- _What this task involves_
Pull out every line of the data below that contains the word "stage", and copy each one unchanged.

- _Given data_
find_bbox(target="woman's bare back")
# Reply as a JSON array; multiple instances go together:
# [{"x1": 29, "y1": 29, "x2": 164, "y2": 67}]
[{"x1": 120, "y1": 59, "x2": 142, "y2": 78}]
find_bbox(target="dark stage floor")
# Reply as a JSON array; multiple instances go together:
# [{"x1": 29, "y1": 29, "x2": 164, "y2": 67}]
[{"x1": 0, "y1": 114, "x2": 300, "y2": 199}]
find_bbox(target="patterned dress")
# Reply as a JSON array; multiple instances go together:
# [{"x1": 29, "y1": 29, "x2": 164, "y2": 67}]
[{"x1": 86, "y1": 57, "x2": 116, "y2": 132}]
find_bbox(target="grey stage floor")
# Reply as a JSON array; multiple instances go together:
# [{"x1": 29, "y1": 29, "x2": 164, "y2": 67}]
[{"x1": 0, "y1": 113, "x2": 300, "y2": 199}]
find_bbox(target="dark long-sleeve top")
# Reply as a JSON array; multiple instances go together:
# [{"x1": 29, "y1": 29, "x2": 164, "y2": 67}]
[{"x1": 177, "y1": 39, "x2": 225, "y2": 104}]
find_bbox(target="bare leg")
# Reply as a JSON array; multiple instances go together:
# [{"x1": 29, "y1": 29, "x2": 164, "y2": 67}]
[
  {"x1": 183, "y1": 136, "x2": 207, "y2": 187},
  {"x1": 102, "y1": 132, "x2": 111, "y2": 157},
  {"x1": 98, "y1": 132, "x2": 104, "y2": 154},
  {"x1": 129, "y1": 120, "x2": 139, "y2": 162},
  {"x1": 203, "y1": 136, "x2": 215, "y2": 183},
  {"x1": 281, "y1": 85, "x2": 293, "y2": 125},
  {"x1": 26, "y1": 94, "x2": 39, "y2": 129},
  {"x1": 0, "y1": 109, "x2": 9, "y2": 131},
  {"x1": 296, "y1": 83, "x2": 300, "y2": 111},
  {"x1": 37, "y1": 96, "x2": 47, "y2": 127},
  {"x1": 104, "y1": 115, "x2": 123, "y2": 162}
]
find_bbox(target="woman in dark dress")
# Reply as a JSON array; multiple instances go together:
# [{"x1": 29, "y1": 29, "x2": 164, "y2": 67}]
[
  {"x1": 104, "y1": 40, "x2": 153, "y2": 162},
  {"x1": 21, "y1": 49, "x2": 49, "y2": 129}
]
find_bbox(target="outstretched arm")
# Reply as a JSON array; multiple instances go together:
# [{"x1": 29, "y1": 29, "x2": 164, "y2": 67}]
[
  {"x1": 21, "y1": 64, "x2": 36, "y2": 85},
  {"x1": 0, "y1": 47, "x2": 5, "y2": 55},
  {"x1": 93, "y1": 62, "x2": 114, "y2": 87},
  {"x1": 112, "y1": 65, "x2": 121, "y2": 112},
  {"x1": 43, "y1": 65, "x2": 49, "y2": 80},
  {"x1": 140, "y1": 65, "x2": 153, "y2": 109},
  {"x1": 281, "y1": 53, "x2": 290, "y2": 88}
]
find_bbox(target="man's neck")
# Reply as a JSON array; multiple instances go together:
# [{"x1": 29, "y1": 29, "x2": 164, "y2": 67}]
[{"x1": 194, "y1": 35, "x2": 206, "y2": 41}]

- _Output_
find_bbox(target="dark stage floor")
find_bbox(target="grey stage floor")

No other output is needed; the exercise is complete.